Rewrite the listing below with every instance of "Help me find" replaced by "Locate" and all other text left unchanged. Omit the pictures from your answer.

==== LISTING

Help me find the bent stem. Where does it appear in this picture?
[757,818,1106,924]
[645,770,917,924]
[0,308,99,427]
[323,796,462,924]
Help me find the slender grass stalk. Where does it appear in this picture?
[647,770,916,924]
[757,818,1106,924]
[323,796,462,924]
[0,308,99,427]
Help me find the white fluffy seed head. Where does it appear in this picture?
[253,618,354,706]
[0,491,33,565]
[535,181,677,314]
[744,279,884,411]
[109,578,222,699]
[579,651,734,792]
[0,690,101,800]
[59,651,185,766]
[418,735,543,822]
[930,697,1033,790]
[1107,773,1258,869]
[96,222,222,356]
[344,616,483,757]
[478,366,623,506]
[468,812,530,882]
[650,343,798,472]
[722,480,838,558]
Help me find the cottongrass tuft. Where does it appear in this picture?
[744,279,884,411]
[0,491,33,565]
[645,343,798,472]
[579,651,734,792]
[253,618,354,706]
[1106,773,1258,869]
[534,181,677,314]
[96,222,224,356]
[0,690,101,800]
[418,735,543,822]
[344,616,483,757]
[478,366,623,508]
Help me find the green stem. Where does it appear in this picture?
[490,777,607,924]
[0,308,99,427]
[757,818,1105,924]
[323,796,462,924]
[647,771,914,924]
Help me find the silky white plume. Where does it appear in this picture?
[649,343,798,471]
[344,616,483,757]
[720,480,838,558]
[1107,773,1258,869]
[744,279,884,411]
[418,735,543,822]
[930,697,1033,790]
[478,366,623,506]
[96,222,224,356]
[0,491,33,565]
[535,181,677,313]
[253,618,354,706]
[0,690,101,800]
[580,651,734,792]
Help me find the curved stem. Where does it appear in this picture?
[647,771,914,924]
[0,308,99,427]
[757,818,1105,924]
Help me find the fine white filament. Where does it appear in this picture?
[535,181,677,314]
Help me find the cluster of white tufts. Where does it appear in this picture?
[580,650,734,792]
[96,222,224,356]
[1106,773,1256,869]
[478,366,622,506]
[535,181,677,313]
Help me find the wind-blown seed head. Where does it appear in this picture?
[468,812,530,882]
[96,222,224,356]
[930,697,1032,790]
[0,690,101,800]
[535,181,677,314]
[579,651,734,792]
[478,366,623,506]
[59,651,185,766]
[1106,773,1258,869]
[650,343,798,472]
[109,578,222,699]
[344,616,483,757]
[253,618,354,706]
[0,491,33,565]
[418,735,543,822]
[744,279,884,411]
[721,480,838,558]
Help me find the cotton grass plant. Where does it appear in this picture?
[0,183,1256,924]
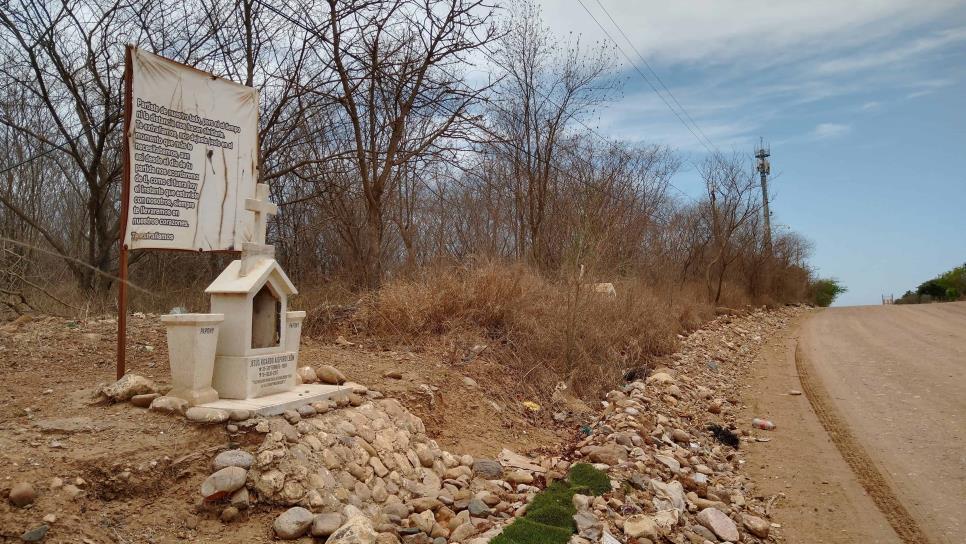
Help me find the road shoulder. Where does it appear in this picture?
[742,314,901,544]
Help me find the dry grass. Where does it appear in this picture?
[306,262,713,398]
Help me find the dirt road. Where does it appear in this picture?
[741,314,902,544]
[799,303,966,544]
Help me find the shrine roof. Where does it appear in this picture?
[205,259,298,296]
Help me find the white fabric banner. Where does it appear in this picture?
[124,47,258,251]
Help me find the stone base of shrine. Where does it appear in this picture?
[201,383,352,416]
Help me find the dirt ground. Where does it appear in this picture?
[0,315,587,544]
[801,302,966,544]
[742,313,901,544]
[745,303,966,544]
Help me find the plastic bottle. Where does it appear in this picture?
[751,417,775,431]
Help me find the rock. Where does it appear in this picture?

========

## WRITTEN SOLUTION
Locate the bent stem. Where does it appear in this picture?
[757,818,1106,924]
[645,770,917,924]
[0,308,99,427]
[323,796,462,924]
Locate the slender grass stalk. Where does it appear in this picture?
[647,770,916,924]
[757,818,1106,924]
[323,796,462,924]
[0,308,99,427]
Locate the white fluffy seed head. Where does it appear in this picture?
[253,618,354,706]
[0,491,33,565]
[535,181,677,314]
[744,279,884,411]
[109,578,222,699]
[579,651,734,792]
[0,690,101,800]
[59,651,185,766]
[418,735,543,822]
[930,697,1033,790]
[1107,773,1258,869]
[96,222,222,356]
[344,616,483,757]
[478,366,623,506]
[468,812,530,882]
[650,343,798,472]
[722,480,838,558]
Locate the cottongrass tuft. Where does it appear in this picture?
[744,279,884,411]
[0,491,33,565]
[645,343,798,472]
[579,651,734,792]
[253,618,354,706]
[1106,773,1258,869]
[534,181,677,314]
[96,222,224,356]
[0,690,101,800]
[418,735,543,822]
[344,616,483,757]
[478,366,623,508]
Locate the green stem. Where does it appear in this picture?
[490,777,607,924]
[0,308,99,427]
[757,818,1105,924]
[323,796,462,924]
[647,771,914,924]
Locate the silky white plume. Where does it appear in this picture?
[649,343,798,471]
[344,616,483,757]
[720,480,838,558]
[1107,773,1258,869]
[744,279,884,411]
[418,735,543,822]
[930,697,1033,790]
[478,366,623,506]
[96,222,224,356]
[0,491,33,565]
[535,181,677,313]
[253,618,354,706]
[0,690,101,800]
[580,651,734,792]
Locate the curved stem. Where does it appear in this picture?
[647,771,914,924]
[0,308,99,427]
[757,818,1105,924]
Locate the fine white filament. Where does it appear in this picture?
[535,181,677,314]
Locate the cluster of white tufts. Where does it appear in this picture?
[580,650,734,792]
[96,222,224,356]
[1106,773,1256,869]
[478,366,622,506]
[535,181,677,313]
Locate the wind-blown seed head. Where does it appear in this picture?
[468,812,530,882]
[96,222,224,356]
[930,697,1032,790]
[0,690,101,800]
[535,181,677,314]
[579,651,734,792]
[478,366,623,506]
[59,651,185,766]
[1106,773,1258,869]
[650,343,798,472]
[109,578,222,699]
[344,616,483,757]
[253,618,354,706]
[0,491,33,565]
[418,735,543,822]
[744,279,884,411]
[721,480,838,558]
Locate the cotton grass plant. Where does it appear in this picture?
[0,183,1256,924]
Locate the road shoulder. Where does it appear in this picture?
[742,314,901,544]
Locate the dry grass. Where does it appear in this picture?
[306,262,713,398]
Locate the dirt road. Where does it appear in this picture?
[741,314,902,544]
[799,303,966,544]
Locate the shrine roof. Where does it appear in this picture?
[205,259,298,296]
Locate the white fabric banner. Where does it appear in this picture?
[124,47,258,251]
Locate the stone base of shrine. Where does it appear in this picture?
[201,383,352,416]
Locate the dirt ground. Where does it appear in this picture?
[0,315,587,544]
[801,302,966,544]
[742,313,901,544]
[745,303,966,544]
Locate the plastic bottle. Where does it appear in this picture?
[751,417,775,431]
Locate the rock. Where does it appear in this picture?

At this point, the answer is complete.